• [Records from a dataset]:
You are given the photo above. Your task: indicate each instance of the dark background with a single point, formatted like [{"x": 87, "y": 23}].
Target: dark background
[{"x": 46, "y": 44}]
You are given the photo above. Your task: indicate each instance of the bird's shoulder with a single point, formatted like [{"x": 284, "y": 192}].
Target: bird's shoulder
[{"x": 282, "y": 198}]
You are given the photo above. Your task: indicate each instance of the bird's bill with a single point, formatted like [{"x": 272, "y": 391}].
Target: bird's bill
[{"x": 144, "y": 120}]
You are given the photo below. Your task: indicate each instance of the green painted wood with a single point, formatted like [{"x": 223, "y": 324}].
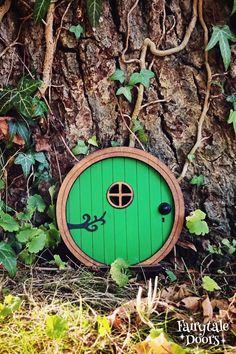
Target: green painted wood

• [YOUR TASK]:
Every line above should be duplicated exactly; the pictures are to be left out.

• [EXERCISE RESULT]:
You are given the photo above. Your task: indicate each instance of the dark background with a single point, formatted like [{"x": 87, "y": 23}].
Target: dark background
[{"x": 46, "y": 44}]
You are given the photo above. Your task: indicate each instance of the bird's shoulder with a single point, formatted like [{"x": 284, "y": 192}].
Target: bird's shoulder
[{"x": 282, "y": 198}]
You are given the photo above. Your task: indicate each instance of the bird's bill with a single point, formatted like [{"x": 272, "y": 391}].
Target: bird's bill
[{"x": 144, "y": 120}]
You are given the photo below. Your task: indicate each instance of the green painted wood with a single point, formatted like [{"x": 223, "y": 324}].
Target: green painted wood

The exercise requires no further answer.